» TEXT SEGMENT

-*-

The River Raisin National Battlefield Park preserves the site of the Battle of Frenchtown as the only national battlefield marking a site of the War of 1812. It was established as the 393rd unit of the United States National Park Service under Title VII of the Omnibus Public Land Management Act, which was signed into law on March 30, 2009. The park is located in the city of Monroe in Monroe County, Michigan. It was designated as a Michigan Historic Site on February 18, 1956 and was added to the National Register of Historic Places on December 10, 1982. The house at 1403 East Elm Avenue was added to the National Register listing in 2019. It officially began operation as a national park unit on October 22, 2010.

Background

The area was the site of the costly Battle of Frenchtown, in which 397 Americans were killed and 547 taken prisoner after surrender to the British Army and Native American coalition during the War of 1812. The fighting took place from January 18–23, 1813. The first engagement, sometimes referred to as the First Battle of the River Raisin, was a success for the American forces. Angered by their forced retreat, the British and Native Americans counterattacked the American forces four days later, on January 22, at the same location along the River Raisin. Many of the Americans were inexperienced troops from Kentucky; they were ill-prepared and unable to retreat.

During the Battle of Frenchtown, American brigadier general James Winchester reported that only 33 of his approximate 1,000 men escaped the battlefield. 397 were killed, and 547 were taken prisoner, which marked the deadliest conflict ever on Michigan soil and the worst single defeat the Americans suffered in the entire War of 1812. The day after the battle, dozens of captured Americans too wounded to walk were killed by the Native Americans, mostly Potawatomi, in apparent reprisal for atrocities the Kentuckians had committed against them. This is referred to as the River Raisin Massacre. Prisoners who could walk were marched toward Detroit.

-*-

» TO BE DONE
Continue the River Raisin battlefield text from the point where it stops. These records were taken from a different source than the text.

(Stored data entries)
-*-

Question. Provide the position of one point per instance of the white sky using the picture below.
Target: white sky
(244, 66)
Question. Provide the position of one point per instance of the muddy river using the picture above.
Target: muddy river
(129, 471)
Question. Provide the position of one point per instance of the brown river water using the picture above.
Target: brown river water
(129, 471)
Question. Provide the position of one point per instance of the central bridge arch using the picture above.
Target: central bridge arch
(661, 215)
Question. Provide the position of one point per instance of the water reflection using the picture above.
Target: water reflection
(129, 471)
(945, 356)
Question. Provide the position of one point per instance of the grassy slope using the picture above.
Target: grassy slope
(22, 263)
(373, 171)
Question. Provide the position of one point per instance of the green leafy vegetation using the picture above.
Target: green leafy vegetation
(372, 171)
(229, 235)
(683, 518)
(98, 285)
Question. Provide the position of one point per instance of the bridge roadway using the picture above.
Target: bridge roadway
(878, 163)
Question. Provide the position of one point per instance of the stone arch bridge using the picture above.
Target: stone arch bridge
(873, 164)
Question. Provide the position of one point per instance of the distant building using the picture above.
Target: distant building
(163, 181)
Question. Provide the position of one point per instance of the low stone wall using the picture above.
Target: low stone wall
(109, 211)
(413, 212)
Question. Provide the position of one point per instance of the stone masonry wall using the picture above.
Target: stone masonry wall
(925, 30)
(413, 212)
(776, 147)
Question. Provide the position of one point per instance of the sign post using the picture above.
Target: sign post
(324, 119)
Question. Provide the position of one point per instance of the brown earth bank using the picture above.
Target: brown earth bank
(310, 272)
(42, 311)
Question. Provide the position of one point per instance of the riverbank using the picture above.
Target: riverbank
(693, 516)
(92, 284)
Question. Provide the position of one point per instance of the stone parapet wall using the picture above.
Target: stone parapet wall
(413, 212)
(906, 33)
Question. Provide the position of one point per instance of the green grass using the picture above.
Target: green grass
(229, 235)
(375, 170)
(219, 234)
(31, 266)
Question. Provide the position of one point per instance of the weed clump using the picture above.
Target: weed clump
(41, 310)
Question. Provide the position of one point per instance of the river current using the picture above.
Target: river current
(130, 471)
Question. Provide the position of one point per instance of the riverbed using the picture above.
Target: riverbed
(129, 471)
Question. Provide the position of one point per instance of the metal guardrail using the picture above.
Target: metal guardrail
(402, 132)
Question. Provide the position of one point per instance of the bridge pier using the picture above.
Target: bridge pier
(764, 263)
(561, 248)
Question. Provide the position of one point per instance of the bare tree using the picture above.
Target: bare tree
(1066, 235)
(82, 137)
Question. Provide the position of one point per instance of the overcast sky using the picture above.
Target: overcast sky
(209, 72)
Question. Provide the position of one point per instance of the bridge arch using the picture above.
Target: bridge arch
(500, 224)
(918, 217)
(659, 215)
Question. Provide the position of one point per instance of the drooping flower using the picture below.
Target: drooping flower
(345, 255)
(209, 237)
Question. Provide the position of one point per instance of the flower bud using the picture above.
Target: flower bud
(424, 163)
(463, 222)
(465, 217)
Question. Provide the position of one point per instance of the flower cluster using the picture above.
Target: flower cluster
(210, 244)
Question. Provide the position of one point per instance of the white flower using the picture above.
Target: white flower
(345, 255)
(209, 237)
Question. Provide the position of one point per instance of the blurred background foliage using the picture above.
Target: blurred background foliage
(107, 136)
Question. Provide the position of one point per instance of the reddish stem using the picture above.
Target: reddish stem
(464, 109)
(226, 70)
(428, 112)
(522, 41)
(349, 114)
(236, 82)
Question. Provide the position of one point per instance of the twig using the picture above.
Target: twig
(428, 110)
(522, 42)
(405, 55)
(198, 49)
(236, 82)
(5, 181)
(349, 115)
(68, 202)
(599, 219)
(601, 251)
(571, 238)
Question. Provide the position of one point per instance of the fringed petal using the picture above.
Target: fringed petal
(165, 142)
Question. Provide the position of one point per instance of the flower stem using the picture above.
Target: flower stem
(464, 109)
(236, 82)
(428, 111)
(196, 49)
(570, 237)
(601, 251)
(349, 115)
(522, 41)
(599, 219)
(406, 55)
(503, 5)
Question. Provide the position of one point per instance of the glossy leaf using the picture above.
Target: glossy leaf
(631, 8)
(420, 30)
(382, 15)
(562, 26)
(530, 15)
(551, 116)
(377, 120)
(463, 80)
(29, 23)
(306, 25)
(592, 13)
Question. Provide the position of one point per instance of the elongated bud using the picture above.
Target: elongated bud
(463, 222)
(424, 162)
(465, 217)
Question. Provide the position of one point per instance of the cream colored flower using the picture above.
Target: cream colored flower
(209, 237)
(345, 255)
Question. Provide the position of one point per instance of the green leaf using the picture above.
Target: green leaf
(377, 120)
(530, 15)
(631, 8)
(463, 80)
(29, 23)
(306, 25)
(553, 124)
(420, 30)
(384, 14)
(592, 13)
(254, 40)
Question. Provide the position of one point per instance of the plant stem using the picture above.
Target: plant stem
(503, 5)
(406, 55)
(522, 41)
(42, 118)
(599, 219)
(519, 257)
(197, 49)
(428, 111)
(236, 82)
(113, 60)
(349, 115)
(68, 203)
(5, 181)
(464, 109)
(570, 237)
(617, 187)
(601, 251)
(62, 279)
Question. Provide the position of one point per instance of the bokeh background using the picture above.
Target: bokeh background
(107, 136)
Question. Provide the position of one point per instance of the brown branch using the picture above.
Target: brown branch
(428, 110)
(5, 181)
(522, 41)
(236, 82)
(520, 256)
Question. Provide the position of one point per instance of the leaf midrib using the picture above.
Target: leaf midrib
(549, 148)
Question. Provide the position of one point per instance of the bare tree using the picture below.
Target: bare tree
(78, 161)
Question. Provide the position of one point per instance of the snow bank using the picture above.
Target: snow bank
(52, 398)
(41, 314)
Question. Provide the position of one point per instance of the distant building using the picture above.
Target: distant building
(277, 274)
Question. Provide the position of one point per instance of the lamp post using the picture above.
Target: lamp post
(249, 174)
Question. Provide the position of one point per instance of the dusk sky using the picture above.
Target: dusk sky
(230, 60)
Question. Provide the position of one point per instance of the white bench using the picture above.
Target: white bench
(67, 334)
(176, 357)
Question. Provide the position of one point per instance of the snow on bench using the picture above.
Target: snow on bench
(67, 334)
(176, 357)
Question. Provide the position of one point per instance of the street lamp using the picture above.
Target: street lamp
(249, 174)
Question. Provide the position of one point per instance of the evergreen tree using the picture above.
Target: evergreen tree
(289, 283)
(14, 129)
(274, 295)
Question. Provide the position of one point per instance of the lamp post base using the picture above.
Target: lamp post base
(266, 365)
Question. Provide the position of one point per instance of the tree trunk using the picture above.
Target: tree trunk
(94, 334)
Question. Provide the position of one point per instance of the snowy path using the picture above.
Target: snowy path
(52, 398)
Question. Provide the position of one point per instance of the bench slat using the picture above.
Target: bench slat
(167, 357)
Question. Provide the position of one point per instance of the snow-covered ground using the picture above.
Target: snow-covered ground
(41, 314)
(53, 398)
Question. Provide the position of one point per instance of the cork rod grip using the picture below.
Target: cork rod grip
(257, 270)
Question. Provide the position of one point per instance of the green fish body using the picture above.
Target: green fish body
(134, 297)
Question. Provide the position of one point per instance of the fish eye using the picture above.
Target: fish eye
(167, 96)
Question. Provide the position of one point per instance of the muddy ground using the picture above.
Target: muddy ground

-*-

» RESPONSE FOR THIS EXERCISE
Recent history

The River Raisin Battlefield Site was listed as a Michigan Historic Site on February 18, 1956, although the exact date at which the park was first organized is unknown. The location of the site is bounded by North Dixie Highway, the River Raisin, Detroit Avenue, and Mason Run Creek. The Battle of Frenchtown is so named because it took place in and surrounding the Frenchtown Settlement (1784), on the River Raisin's north bank and within the present-day city limits of Monroe. The area of conflict extended during the three days of battle several miles to the north and south of the current park site. After the battles, Frenchtown was gradually abandoned and the present-day city of Monroe developed from its downtown site 1.5 miles west and on the opposite bank of the River Raisin.  The current park area encompasses some 40 acres (16 ha) of undeveloped land on Monroe's east side approximately one-quarter mile (0.4 km) west of Interstate 75. The area contains houses on the outer fringe along East Elm Avenue, and much of the area is occupied by urban development. The River Raisin Paper Company built a large paper mill on the site around 1911, which operated under multiple owners until 1995.

The site was recognized nationally when it was added to the National Register of Historic Places on December 10, 1982. It was officially listed as the River Raisin Battlefield Site (20MR227). In July 1990, the Monroe County Historic Commission and the Monroe County Historic Society opened the River Raisin Battlefield Visitor Center within the site at 1403 East Elm Avenue. The museum contains a few relics from the original battle that were discovered during archeological investigations. The park holds a memorial service every January to commemorate all the soldiers who fought in the Battle of Frenchtown, including the British and Indian soldiers who were allied against the Americans.

Expansion to the present-day park boundaries commenced in 1995 with closure of the paper mill, at which time the City of Monroe organized efforts to restore the entire battlefield site. The City, Historical Society, and property owner negotiated, acquired and facilitated clean up the former paper mill property and adjacent landfill area for future donation to the park service. In addition they transferred a large expanse of wetlands marsh to the State of Michigan for expansion of the adjacent Sterling State Park. Acquisitions were complete by 2006, the paper mill was demolished by 2009, the cleanup finished in 2010, and land transfers were completed in 2011.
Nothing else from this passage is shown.